> _What needs to be done_: Copy out each of the items below word for word, but leave the pictures out of your answer.

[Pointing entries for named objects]
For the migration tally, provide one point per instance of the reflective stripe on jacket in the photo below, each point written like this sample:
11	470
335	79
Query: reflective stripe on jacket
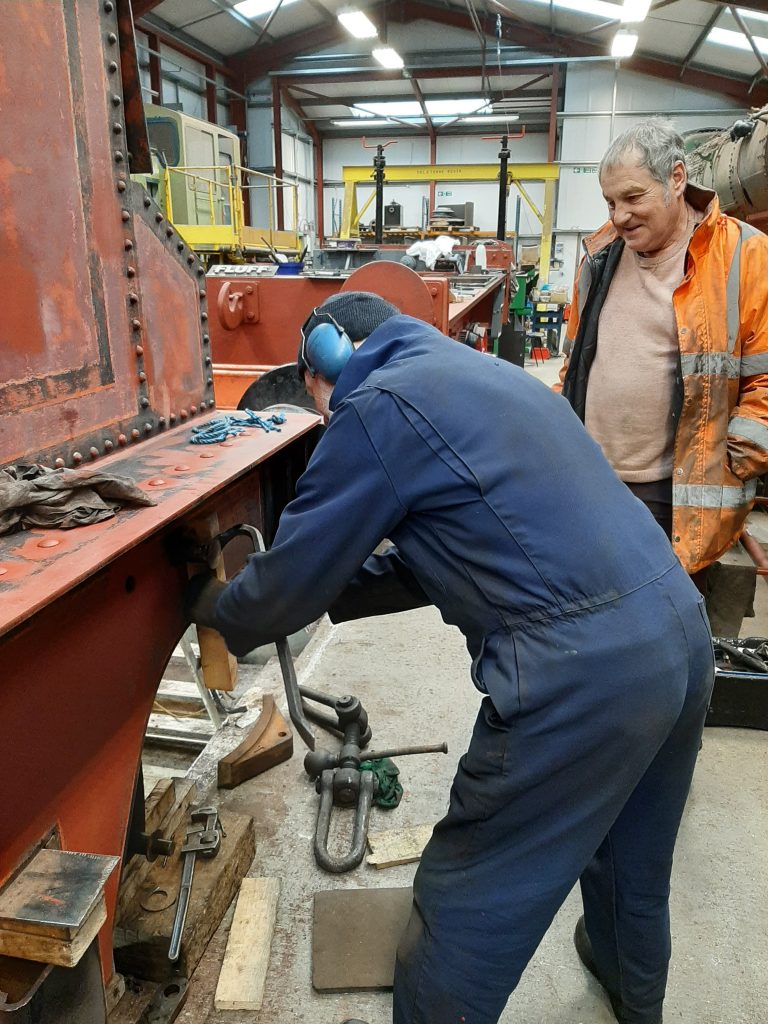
721	310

> _Reply_:
For the migration tally, provide one point per instance of the reflective stripe on jacket in the photo below, each point written like this sample:
11	470
335	79
Query: reflective stripe on jacket
721	310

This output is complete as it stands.